Document passage:
────────────────────────────────────────
Road Drainage and the Water Environment

Stage 3 Objective: To update and expand where necessary the Stage 2 assessment to identify the likely impacts on the quality of waterbodies and fisheries/aquatic habitat, on catchment hydrology and on climate change resulting from the preferred scheme.

Stage 3 Components:

  • Refine, as appropriate, the map showing the location of flood plains, principal watercourses, ground water protection zones and mark those areas considered to be most sensitive to changes in water quality, hydrology or the physical environment.
  • Assess the sensitivity of watercourses, identify groundwater and surface water considerations and assess the effect of soluble/insoluble pollutants and the risk of spillages on waterbodies. Confirm the spillage risk calculations carried out at Stage 2.
  • Assess flooding impacts and the potential impacts of climate change.
────────────────────────────────────────
Material shown:
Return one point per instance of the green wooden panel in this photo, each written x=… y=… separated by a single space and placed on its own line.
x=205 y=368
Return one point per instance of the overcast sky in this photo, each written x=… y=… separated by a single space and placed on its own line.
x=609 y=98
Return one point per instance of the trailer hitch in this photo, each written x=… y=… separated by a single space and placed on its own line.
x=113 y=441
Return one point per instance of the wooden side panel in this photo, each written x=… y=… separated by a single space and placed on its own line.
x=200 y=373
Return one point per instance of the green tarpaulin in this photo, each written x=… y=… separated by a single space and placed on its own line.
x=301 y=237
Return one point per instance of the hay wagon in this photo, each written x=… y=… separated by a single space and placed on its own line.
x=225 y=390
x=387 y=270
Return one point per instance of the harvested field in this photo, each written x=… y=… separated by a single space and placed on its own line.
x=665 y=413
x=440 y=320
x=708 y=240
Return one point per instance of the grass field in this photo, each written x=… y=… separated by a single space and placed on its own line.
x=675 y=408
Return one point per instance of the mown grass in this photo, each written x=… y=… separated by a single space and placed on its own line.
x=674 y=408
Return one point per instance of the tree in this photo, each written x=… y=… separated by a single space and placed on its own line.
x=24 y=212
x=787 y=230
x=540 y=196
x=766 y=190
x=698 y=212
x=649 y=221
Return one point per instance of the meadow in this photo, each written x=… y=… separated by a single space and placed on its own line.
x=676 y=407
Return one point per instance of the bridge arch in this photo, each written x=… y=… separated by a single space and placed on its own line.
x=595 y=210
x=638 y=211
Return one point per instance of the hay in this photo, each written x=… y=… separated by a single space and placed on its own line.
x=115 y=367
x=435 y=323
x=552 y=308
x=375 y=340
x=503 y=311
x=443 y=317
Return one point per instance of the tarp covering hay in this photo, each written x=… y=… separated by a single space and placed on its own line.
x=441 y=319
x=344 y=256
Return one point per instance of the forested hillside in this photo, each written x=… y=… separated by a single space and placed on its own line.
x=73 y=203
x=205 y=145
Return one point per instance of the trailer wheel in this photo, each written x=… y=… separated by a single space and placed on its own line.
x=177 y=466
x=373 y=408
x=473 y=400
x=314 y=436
────────────────────────────────────────
Stated exercise 1: In the road drainage passage, which calculations must Stage 3 confirm?
Stated exercise 2: Extend the road drainage passage from its final sentence.

Final result 1: The spillage risk calculations carried out at Stage 2.

Final result 2:
  • Consider water-related ecological effects and cross-reference to the ecological assessment, with reference to Disruption due to Construction, Geology and Soils, Landscape Effects and Land Use where appropriate.
  • Provide a summary table of potential impacts and their significance.

Geology and Soils

Stage 3 Objective: To undertake sufficient assessment of the preferred route to identify any significant impact on geology and soils, and, where appropriate, contaminated land.

Stage 3 Components:

  • Check that no new sites have been designated or areas of contaminated land identified and whether any new survey work has been carried out since Stage 2.
  • Where a site of geological/geomorphological interest will be affected, obtain the views of the relevant authority. Describe the significance of any impacts on it.
  • Undertake a site investigation of any contaminated land and detail method of treatment. Discuss receptor sites where removal off-site is proposed.

Disruption Due to Construction

Stage 3 Objective: To identify the factors and effects associated with disruption due to construction for the preferred scheme option.

Stage 3 Components:

  • Verify the estimated number of properties within 100m of the preferred scheme, indicating those properties particularly sensitive to disruption.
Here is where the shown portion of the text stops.